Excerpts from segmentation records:
== == ==
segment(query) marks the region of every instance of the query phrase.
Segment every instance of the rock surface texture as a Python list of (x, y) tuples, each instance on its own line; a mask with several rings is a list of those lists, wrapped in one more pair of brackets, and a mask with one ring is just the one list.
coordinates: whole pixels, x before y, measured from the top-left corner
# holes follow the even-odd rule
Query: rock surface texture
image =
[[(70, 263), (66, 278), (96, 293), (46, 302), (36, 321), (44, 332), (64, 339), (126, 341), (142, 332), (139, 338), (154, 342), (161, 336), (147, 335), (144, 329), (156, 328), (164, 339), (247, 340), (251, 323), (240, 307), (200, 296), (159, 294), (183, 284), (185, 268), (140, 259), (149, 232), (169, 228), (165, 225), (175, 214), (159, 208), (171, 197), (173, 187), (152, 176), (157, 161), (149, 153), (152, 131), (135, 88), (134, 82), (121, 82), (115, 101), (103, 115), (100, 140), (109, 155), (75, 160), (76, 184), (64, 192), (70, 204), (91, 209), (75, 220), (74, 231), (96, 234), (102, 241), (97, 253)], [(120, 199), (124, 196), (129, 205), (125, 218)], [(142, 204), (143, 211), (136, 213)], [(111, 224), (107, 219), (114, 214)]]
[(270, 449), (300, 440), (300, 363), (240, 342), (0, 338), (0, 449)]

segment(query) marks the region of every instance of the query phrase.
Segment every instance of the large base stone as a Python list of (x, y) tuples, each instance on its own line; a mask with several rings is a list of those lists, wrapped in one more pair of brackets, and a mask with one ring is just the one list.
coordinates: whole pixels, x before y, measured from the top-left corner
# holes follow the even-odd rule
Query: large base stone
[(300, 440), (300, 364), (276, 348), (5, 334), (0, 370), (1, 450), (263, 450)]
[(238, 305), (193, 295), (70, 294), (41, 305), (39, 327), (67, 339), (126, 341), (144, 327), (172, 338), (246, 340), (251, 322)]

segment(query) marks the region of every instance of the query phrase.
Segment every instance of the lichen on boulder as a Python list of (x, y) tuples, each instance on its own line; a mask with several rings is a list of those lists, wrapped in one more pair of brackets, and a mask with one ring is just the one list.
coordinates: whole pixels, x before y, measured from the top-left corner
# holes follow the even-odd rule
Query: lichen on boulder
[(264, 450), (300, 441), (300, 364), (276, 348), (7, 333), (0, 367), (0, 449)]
== == ==
## TASK DIRECTIONS
Copy out the lines of the records word for word, from the start of the records through the line containing "338), (0, 449)]", including that line.

## TASK SOLUTION
segment(query) marks the region of every instance of the query phrase.
Segment every instance of the rock surface texture as a Python list of (x, y) tuples, each instance on its own line; a mask with several rings is a list of those lists, wrapped in one more pair of brackets, and a mask with one ring is just the one list.
coordinates: whole pixels, x before y, measured from the top-left corner
# holes follow the even-odd rule
Query: rock surface texture
image =
[[(70, 263), (66, 278), (96, 293), (46, 302), (36, 321), (44, 332), (64, 339), (126, 341), (142, 332), (139, 338), (154, 342), (161, 336), (147, 335), (144, 329), (156, 328), (164, 339), (247, 340), (251, 323), (240, 307), (200, 296), (159, 294), (183, 284), (185, 268), (140, 259), (149, 232), (169, 228), (165, 225), (175, 214), (159, 208), (171, 197), (173, 187), (152, 176), (157, 161), (149, 153), (152, 131), (135, 88), (134, 82), (121, 82), (115, 101), (103, 115), (100, 140), (109, 155), (75, 160), (76, 184), (64, 192), (70, 204), (91, 209), (75, 220), (74, 231), (96, 234), (102, 241), (97, 253)], [(120, 199), (124, 196), (129, 205), (125, 218)], [(142, 204), (143, 211), (136, 213)], [(111, 224), (107, 219), (114, 214)]]
[(270, 449), (300, 440), (300, 363), (240, 342), (0, 338), (0, 449)]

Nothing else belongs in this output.